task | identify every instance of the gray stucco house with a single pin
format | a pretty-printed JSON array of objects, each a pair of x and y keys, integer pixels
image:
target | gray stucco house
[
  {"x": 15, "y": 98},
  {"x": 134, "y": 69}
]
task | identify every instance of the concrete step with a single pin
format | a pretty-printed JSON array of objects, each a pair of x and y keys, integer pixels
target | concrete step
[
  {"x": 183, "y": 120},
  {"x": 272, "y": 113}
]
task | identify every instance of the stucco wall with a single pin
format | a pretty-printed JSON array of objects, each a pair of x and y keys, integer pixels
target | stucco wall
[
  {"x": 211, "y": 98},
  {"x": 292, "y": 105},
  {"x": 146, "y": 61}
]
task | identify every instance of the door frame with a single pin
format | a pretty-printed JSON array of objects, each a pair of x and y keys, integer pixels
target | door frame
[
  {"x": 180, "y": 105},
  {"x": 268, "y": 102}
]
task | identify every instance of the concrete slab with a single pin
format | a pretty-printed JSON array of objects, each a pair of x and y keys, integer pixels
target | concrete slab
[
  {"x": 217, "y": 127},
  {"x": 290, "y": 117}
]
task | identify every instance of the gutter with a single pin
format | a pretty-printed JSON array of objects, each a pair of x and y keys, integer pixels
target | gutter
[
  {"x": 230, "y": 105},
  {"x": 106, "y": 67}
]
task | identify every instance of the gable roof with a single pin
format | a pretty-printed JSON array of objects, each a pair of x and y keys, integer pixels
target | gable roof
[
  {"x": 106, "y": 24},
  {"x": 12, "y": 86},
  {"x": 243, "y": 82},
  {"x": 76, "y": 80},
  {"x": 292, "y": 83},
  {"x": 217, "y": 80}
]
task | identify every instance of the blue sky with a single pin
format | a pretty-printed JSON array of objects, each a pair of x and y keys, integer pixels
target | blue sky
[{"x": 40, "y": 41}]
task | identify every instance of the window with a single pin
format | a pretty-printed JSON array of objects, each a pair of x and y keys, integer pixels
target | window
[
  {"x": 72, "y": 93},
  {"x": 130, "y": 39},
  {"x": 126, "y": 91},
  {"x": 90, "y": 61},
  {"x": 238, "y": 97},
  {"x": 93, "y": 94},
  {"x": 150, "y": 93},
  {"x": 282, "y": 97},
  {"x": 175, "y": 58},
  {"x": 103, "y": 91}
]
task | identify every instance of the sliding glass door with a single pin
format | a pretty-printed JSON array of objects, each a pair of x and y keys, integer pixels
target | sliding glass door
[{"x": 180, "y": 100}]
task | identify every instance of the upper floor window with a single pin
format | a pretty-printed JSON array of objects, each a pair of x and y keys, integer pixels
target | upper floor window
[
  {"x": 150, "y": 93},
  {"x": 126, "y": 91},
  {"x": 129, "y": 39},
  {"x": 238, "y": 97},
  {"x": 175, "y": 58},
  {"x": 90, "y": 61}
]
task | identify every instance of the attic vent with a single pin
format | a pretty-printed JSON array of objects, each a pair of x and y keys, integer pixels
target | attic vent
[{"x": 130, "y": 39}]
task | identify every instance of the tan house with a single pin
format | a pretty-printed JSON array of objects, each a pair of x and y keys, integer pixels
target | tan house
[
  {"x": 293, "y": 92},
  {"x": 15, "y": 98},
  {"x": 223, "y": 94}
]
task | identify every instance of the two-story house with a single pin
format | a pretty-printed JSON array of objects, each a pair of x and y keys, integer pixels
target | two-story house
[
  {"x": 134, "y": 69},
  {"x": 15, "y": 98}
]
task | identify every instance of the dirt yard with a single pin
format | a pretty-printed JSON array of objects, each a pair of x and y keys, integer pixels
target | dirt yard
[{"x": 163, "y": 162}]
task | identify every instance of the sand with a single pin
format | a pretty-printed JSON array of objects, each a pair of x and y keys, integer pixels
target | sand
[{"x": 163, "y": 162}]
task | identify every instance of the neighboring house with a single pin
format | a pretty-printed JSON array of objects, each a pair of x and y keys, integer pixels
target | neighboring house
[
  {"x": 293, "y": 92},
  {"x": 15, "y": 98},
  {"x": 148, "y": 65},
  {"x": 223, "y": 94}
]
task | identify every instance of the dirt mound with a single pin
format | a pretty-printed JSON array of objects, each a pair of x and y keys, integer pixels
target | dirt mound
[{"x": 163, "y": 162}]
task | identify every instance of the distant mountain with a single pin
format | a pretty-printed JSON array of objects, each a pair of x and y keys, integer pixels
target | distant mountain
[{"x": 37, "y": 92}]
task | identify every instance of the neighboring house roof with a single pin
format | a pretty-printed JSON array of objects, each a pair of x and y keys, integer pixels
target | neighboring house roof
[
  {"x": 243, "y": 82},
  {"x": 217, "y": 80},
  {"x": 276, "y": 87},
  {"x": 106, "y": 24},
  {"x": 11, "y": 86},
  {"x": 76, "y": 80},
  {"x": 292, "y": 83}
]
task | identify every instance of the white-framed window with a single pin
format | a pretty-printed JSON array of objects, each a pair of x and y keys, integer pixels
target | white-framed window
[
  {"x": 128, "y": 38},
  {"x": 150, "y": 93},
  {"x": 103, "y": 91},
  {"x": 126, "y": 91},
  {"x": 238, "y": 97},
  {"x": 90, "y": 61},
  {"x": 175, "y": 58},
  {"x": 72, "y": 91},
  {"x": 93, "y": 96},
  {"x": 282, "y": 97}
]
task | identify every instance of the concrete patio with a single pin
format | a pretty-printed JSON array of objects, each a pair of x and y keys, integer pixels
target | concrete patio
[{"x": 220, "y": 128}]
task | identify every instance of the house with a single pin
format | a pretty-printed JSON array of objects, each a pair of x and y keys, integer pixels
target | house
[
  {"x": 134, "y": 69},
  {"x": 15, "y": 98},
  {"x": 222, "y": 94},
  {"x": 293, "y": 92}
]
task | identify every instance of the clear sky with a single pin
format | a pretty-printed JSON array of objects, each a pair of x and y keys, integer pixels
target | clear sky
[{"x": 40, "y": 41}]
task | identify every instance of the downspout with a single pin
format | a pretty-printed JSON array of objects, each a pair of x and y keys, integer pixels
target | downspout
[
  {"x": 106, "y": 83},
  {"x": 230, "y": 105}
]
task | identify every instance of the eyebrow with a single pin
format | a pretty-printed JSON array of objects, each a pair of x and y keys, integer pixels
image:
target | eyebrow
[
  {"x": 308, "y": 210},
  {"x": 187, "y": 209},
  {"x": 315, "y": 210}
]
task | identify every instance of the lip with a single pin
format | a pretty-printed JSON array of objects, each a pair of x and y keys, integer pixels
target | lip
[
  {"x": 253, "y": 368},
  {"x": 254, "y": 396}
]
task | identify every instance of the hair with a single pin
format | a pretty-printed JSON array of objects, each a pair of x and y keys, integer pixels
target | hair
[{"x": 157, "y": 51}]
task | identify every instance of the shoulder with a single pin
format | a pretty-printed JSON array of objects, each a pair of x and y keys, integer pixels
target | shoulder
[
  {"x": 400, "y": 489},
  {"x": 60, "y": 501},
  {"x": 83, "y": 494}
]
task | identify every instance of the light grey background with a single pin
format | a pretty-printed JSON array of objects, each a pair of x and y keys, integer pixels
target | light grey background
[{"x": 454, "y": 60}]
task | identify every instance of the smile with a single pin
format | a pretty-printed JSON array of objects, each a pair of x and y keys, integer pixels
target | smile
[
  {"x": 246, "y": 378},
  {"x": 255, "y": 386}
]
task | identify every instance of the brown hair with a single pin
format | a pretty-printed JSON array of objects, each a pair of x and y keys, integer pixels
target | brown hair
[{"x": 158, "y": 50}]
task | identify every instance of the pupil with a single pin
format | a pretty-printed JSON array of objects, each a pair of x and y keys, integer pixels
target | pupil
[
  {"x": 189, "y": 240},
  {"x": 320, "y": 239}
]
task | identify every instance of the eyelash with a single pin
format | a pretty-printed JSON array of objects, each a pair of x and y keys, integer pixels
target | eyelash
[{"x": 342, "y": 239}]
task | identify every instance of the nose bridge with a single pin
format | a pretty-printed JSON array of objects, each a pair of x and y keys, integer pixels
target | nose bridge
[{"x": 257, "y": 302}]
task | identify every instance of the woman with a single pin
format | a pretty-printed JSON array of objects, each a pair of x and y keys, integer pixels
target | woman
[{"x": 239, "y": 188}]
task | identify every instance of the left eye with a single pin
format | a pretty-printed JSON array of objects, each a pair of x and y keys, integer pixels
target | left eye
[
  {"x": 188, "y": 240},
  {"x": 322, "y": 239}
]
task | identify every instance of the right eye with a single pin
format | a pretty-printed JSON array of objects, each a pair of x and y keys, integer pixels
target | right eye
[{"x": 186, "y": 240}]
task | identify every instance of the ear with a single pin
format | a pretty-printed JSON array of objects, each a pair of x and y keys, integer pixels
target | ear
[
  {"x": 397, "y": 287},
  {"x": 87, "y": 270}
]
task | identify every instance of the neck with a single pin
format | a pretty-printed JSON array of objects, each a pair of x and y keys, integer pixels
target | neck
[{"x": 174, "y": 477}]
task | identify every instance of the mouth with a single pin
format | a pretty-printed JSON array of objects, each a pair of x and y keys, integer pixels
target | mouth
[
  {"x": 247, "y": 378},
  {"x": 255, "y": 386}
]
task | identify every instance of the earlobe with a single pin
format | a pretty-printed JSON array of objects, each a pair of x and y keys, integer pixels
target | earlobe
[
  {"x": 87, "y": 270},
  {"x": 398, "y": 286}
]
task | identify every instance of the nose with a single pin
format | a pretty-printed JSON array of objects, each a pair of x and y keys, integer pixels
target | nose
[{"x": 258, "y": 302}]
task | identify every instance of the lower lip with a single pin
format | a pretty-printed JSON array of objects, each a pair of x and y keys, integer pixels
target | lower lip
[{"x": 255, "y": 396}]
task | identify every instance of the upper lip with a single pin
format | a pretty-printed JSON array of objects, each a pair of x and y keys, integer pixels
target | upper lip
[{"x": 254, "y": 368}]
————
■ **Problem**
Repeat exactly, and only, the lines of the records above, starting with the line that contains "task | identify every instance of the mouth" and ending with the final line, both included.

■ **Task solution**
task | identify every instance of the mouth with a single pin
format | a pretty-printed JSON array of objects, each a pair of x and y keys, integer pixels
target | mouth
[
  {"x": 247, "y": 378},
  {"x": 255, "y": 386}
]
task | identify every instance of the earlobe with a single pin
format | a pretty-printed JSON array of objects, each a pair of x and y keys, integer pixels
target | earlobe
[
  {"x": 87, "y": 270},
  {"x": 398, "y": 286}
]
task | identify every instance of the nose with a single pin
format | a pretty-printed JSON array of objects, each a pair of x and y keys, integer pixels
target | nose
[{"x": 258, "y": 302}]
task | identify every instance of the lower lip with a single pin
format | a pretty-printed JSON array of objects, each a pair of x and y keys, integer pixels
target | lower lip
[{"x": 255, "y": 396}]
task | identify every instance of the upper lip with a single pin
format | a pretty-printed JSON array of objects, each a pair of x and y keys, integer pixels
target | upper lip
[{"x": 254, "y": 368}]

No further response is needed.